## Reading passage

CARS is a third-order, nonlinear process that involves a pump beam at a frequency of wp and a Stokes beam at a frequency of ws. The specimen is stimulated through a wave-mixing process. The anti-Stokes signal at ϖas=2ϖp–ϖs is generated in the phase matching direction as vibrational contrast at the frequency difference ∆ν=vsp–vs between the pump beam and the Stokes beam. This equals the frequency of the vibrational energy of a particular chemical bond.
The main applications of CARS microscopy are found in biological, pharmaceutical, and dermatological research, biomedical imaging, food processing, and materials science. Its potential has been demonstrated for various biomedical applications, such as the imaging of lipid transport, protein concentrations, DNA, RNA, tissue in a living organism, and order in liquid crystals. By integrating CARS technology into modern optical scanning microscope systems, the researcher has the latest technology in hand combined with an easy-to-use confocal system.
A conventional scanner is optimized for morphological studies as in brain and skin, or for imaging subcellular features such as the cytoskeleton. It allows sampling up to 8,196 × 8,196 pixels per image, combining a large field of view with high resolution. Also, the speed of the scanner can be adapted from 400 Hz to 2,800 Hz in bidirectional mode.
At the skin surface, long filaments corresponding to the hairs with chromospheres can be seen with a very strong signal because hairs are covered with oil. At the skin surface, a bright polygonal pattern outlines the corneocytes forming the top layer of the skin, the corneum. The signal arises from the intercellular space rich in lipids, cholesterol, and ceramids. In a second layer, bright structures surrounding the roots of hair are detected, the sebaceous glands. They are multicellular compartments packed with sebum reservoirs containing triglycerides and wax esters. At 70–80 µm of the surface, adipocytes, rich in fat, are found in the dermis. Because the CARS signal is generated only at the focal point, the 3D imaging capability is shown with the maximum projection.
A resonant scanner provides the benefits of compact design and fast frame recording. When based on a true confocal concept of point-illumination and point-observation, the resonant scanner allows a speed of 16,000 Hz frequency in bidirectional mode. At a frame size of 512 × 512 pixels, the system acquires 29 images per second. With lower sampling, the speed can be increased up to 290 frames per second at a resolution of 512 × 32 pixels. Dynamic processes with high time resolution can be imaged and measured or a linescan can be taken at full rate.
Applying averaging improves the signal-to-noise ratio, which is especially useful in the case of the resonant scanner. It is possible to find the right compromise between image quality and acquisition speed, depending on the imaging require-ments. In professional designs the amplitude of the confocal resonant scanner is tunable, which allows it to zoom in by applying smaller amplitudes. With this feature it is possible to focus into regions of interest while acquiring images at video-rate. The pan function – another helpful device to quickly move into interesting areas, which are not necessarily in the center of the microscopic field – should also be available with the resonant scanner.

## Work required
Turn the paragraph of the CARS microscopy text that begins "A resonant scanner provides" into a short bulleted list that keeps its main facts.

## Entries supplied
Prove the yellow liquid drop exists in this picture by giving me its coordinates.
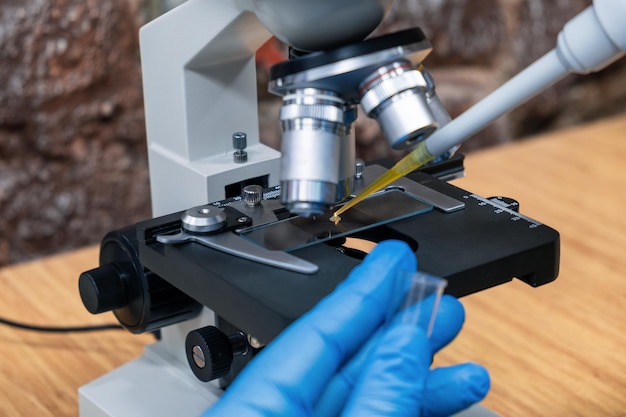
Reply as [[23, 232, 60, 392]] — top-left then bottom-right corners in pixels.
[[330, 141, 435, 221]]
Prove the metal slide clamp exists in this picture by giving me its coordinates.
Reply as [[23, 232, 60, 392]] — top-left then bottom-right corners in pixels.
[[156, 205, 319, 274]]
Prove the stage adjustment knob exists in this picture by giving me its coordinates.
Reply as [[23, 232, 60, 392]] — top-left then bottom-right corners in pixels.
[[185, 326, 249, 382], [78, 264, 128, 314]]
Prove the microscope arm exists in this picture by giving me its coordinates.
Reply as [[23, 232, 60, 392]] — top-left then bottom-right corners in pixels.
[[425, 0, 626, 156]]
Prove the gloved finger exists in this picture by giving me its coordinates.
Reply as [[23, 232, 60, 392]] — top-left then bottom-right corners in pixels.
[[315, 295, 465, 417], [341, 323, 432, 417], [207, 241, 416, 415], [420, 363, 491, 417]]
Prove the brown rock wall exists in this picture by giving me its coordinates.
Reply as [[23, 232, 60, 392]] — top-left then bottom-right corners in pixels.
[[0, 0, 149, 264], [0, 0, 626, 265]]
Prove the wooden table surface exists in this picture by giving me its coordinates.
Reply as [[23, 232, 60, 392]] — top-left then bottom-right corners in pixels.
[[0, 115, 626, 417]]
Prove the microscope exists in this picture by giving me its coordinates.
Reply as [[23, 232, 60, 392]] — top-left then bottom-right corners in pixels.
[[79, 0, 626, 417]]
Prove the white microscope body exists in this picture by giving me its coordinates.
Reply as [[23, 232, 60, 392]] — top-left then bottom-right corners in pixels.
[[79, 0, 626, 417]]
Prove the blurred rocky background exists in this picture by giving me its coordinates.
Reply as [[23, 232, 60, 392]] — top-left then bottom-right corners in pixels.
[[0, 0, 626, 265]]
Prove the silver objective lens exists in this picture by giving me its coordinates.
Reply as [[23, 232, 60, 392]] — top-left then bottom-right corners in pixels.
[[359, 61, 437, 149], [280, 88, 347, 217]]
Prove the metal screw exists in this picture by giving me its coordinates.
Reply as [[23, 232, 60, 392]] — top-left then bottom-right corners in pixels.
[[191, 345, 206, 369], [243, 185, 263, 207], [248, 334, 265, 349], [233, 132, 248, 164], [354, 158, 365, 179]]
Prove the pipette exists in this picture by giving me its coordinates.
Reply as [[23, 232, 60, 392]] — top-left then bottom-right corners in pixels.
[[330, 0, 626, 223]]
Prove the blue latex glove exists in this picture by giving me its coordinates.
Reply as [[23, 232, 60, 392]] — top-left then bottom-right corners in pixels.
[[204, 241, 490, 417]]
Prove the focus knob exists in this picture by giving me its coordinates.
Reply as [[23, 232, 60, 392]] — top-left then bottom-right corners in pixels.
[[78, 264, 128, 314], [233, 132, 248, 164], [243, 185, 263, 207], [185, 326, 248, 382]]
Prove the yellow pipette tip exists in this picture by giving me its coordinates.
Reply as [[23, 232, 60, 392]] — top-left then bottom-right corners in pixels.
[[330, 141, 435, 225]]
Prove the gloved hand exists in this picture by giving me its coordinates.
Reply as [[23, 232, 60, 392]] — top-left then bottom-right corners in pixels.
[[204, 241, 490, 417]]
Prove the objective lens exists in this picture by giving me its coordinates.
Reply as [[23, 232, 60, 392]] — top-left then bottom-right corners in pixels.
[[359, 61, 437, 149], [280, 88, 348, 217]]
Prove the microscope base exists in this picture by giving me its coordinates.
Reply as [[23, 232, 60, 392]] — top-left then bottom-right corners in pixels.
[[78, 342, 498, 417]]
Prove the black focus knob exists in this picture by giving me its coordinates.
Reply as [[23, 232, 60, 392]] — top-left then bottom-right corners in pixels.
[[185, 326, 248, 382], [78, 264, 128, 314]]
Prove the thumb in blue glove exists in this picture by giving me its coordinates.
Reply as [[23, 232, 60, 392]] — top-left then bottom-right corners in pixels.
[[205, 241, 489, 417]]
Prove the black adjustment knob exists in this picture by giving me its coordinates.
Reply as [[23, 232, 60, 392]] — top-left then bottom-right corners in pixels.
[[488, 196, 519, 213], [185, 326, 248, 382], [78, 264, 128, 314]]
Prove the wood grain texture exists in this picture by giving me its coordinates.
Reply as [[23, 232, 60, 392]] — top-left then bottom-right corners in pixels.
[[0, 115, 626, 417], [0, 247, 153, 417]]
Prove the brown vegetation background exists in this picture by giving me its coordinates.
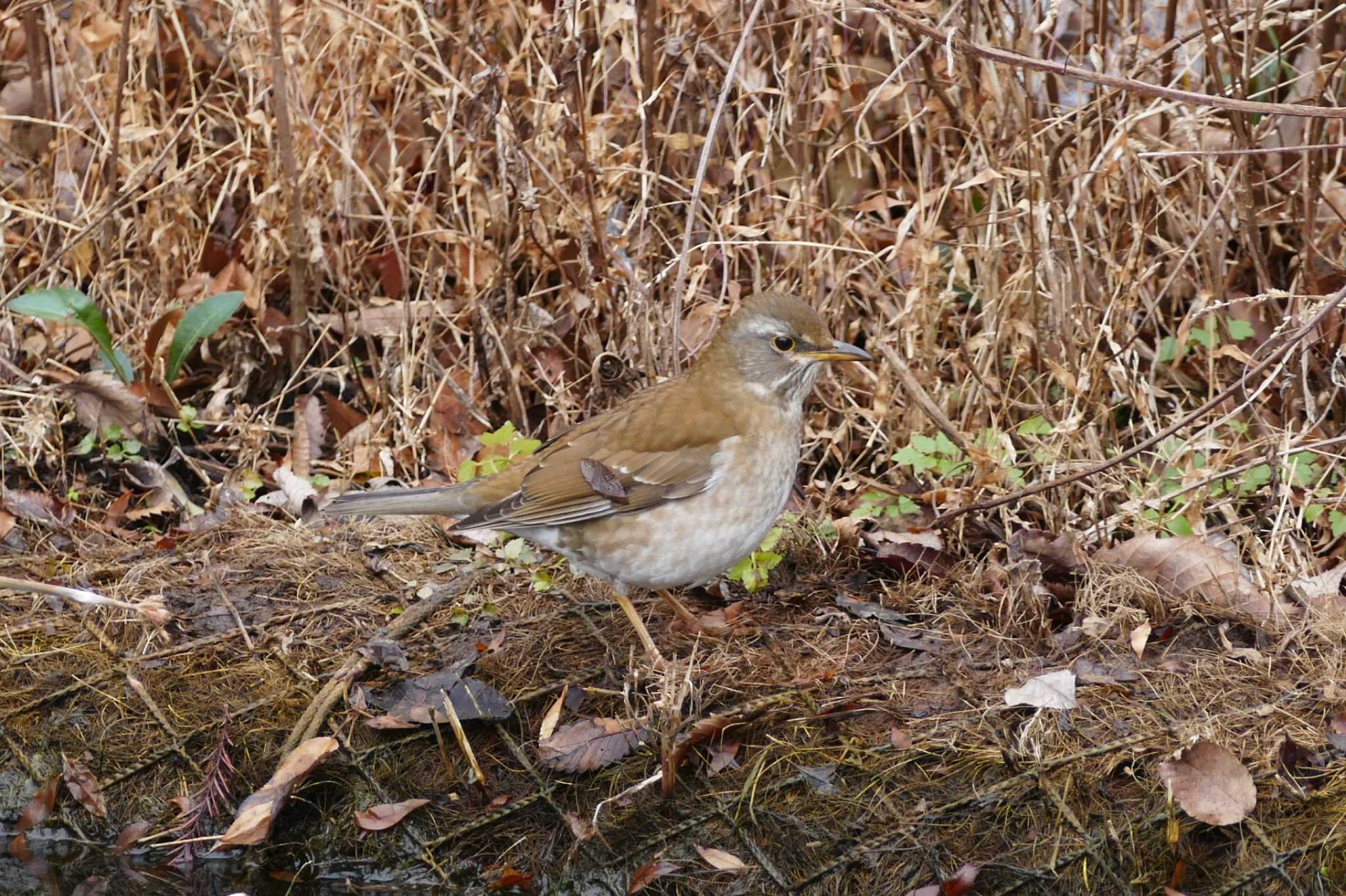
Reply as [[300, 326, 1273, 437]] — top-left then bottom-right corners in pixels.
[[0, 0, 1346, 893]]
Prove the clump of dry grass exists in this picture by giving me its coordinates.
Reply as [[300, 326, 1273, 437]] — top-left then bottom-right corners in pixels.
[[0, 0, 1346, 892]]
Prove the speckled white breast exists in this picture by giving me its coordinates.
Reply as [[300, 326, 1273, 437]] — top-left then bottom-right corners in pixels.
[[521, 426, 800, 588]]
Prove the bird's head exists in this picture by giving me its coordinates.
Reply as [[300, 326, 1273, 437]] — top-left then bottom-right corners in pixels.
[[700, 292, 873, 409]]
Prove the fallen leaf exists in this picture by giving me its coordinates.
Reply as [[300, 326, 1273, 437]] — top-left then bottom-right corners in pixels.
[[60, 370, 163, 445], [112, 822, 151, 856], [696, 846, 747, 872], [565, 813, 597, 840], [709, 737, 740, 775], [1159, 740, 1257, 824], [1276, 734, 1327, 792], [486, 865, 533, 889], [1094, 534, 1295, 619], [1130, 621, 1152, 660], [70, 874, 108, 896], [0, 488, 76, 529], [367, 669, 514, 725], [1006, 669, 1075, 709], [833, 591, 907, 623], [356, 799, 429, 830], [217, 737, 339, 849], [907, 862, 980, 896], [537, 719, 650, 773], [13, 778, 60, 834], [626, 859, 681, 896], [1010, 529, 1085, 575], [537, 684, 570, 741], [62, 759, 108, 818]]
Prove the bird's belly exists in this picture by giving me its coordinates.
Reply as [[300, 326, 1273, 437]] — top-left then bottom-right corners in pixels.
[[546, 444, 798, 588]]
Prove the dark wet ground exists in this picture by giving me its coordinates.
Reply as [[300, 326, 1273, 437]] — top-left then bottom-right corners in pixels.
[[0, 840, 626, 896]]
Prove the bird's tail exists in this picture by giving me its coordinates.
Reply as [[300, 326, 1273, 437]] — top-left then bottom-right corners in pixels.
[[326, 483, 482, 516]]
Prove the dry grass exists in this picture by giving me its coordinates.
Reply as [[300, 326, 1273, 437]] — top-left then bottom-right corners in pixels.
[[0, 0, 1346, 893]]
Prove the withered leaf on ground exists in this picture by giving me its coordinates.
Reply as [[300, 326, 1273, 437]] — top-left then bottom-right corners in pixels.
[[62, 759, 108, 818], [1006, 669, 1075, 709], [217, 737, 339, 847], [565, 813, 597, 840], [367, 666, 514, 725], [112, 822, 151, 856], [835, 591, 907, 623], [537, 719, 650, 773], [696, 846, 747, 872], [13, 778, 60, 834], [1159, 740, 1257, 824], [1276, 734, 1327, 791], [356, 799, 429, 830], [1010, 529, 1085, 576], [486, 865, 533, 889], [626, 859, 681, 896], [863, 531, 958, 579], [907, 862, 980, 896], [0, 488, 76, 529], [1094, 534, 1295, 619]]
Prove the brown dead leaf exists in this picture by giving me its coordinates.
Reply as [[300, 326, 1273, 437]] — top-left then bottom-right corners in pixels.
[[356, 799, 429, 830], [60, 370, 163, 445], [62, 759, 108, 818], [565, 813, 597, 840], [0, 488, 76, 529], [709, 737, 741, 775], [217, 737, 339, 847], [112, 822, 151, 856], [486, 865, 533, 889], [537, 684, 570, 741], [1159, 740, 1257, 824], [537, 719, 650, 773], [907, 862, 980, 896], [1010, 529, 1085, 575], [626, 859, 681, 896], [1094, 534, 1295, 619], [1130, 621, 1152, 660], [696, 846, 747, 872], [321, 392, 365, 439], [13, 778, 60, 834]]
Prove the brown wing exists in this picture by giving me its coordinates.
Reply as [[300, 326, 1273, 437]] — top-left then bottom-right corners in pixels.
[[455, 380, 739, 529]]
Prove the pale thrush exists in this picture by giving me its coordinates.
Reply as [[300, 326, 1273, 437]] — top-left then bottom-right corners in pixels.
[[327, 292, 872, 663]]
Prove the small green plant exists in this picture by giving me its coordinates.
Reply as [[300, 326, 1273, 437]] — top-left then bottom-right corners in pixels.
[[8, 286, 244, 384], [726, 526, 785, 592], [177, 405, 206, 432], [850, 491, 921, 520], [74, 424, 144, 463], [1159, 316, 1255, 365], [457, 421, 542, 482]]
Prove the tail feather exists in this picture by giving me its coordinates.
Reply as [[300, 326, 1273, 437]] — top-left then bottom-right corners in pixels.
[[326, 483, 480, 516]]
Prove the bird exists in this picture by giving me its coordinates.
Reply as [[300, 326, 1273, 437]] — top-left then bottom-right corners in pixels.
[[326, 292, 873, 666]]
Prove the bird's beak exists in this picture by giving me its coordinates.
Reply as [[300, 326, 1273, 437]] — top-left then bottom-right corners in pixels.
[[800, 339, 873, 361]]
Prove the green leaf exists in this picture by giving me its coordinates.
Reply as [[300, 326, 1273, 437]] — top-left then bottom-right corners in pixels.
[[893, 445, 934, 472], [1159, 336, 1186, 365], [1327, 510, 1346, 538], [482, 420, 517, 448], [8, 286, 136, 382], [1225, 317, 1255, 342], [164, 289, 244, 381], [1017, 414, 1051, 436]]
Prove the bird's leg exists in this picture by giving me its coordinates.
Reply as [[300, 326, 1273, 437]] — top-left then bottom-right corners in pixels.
[[655, 588, 701, 633], [613, 588, 664, 667]]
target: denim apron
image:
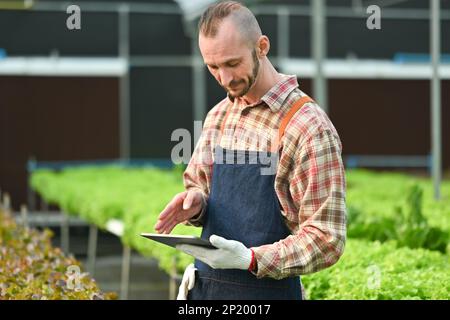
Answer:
[188,97,312,300]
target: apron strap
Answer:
[271,96,314,152]
[218,96,314,152]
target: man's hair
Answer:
[198,1,261,43]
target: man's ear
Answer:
[257,36,270,59]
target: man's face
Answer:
[199,20,259,98]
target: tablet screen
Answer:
[141,233,217,249]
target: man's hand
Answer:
[177,235,253,270]
[155,190,206,234]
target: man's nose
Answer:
[220,69,233,87]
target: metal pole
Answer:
[120,245,131,300]
[88,224,98,277]
[311,0,328,112]
[191,36,207,124]
[277,7,290,64]
[118,4,130,160]
[430,0,442,200]
[61,212,70,254]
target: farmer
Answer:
[155,1,346,299]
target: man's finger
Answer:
[209,234,233,249]
[159,192,186,220]
[183,192,195,210]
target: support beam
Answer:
[430,0,442,200]
[311,0,328,112]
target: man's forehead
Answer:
[199,36,249,64]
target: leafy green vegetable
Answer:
[0,210,117,300]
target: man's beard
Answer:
[225,49,259,98]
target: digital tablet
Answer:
[141,233,217,249]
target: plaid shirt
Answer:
[184,75,346,279]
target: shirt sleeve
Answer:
[252,130,346,279]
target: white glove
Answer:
[177,235,252,270]
[177,263,197,300]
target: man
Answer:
[155,1,346,299]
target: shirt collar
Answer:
[228,74,298,112]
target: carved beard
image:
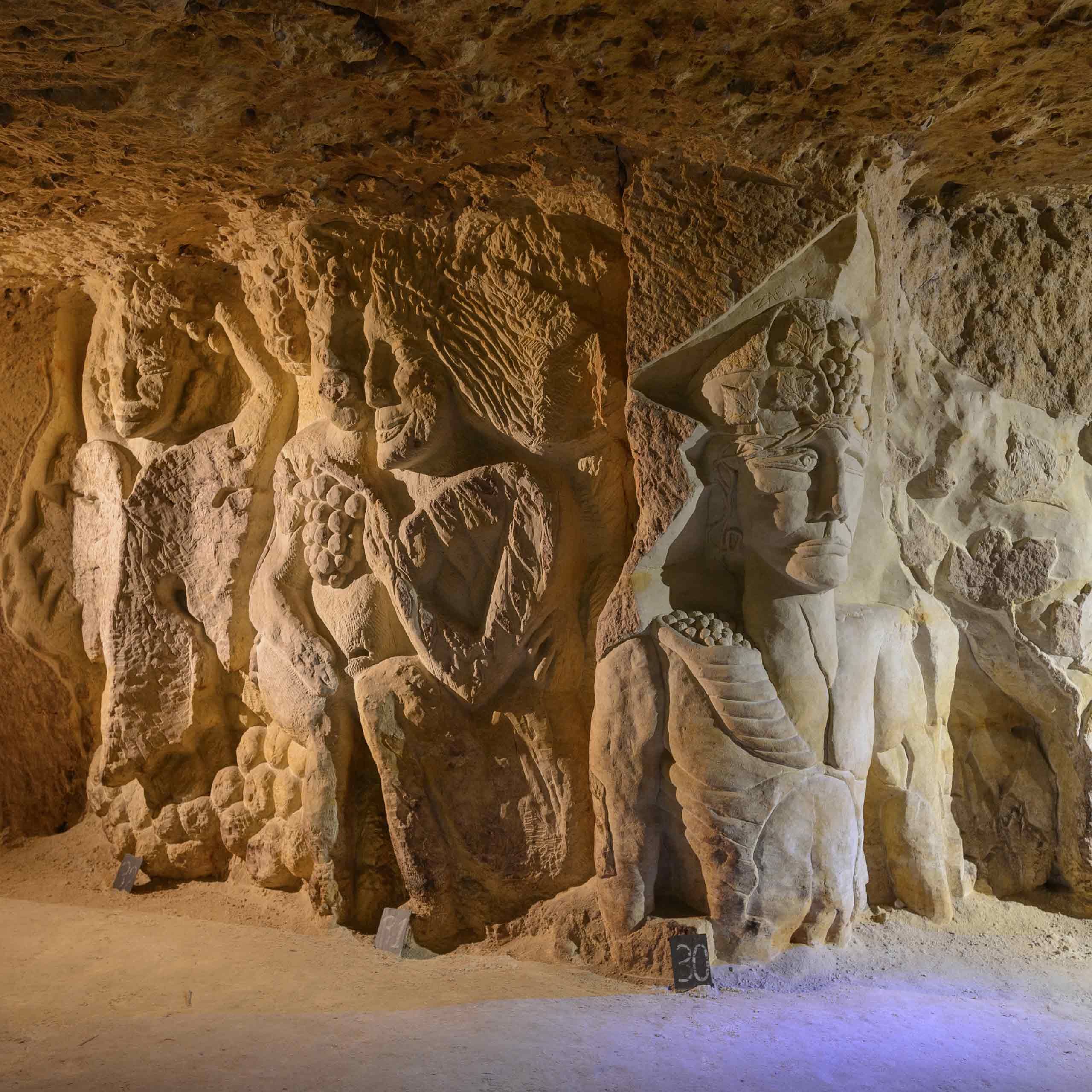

## Exercise solution
- Compact design and fast frame recording
- With true confocal point-illumination and point-observation: 16,000 Hz in bidirectional mode
- 29 images per second at 512 × 512 pixels
- Up to 290 frames per second at 512 × 32 pixels with lower sampling
- Images and measures dynamic processes with high time resolution, or takes a linescan at full rate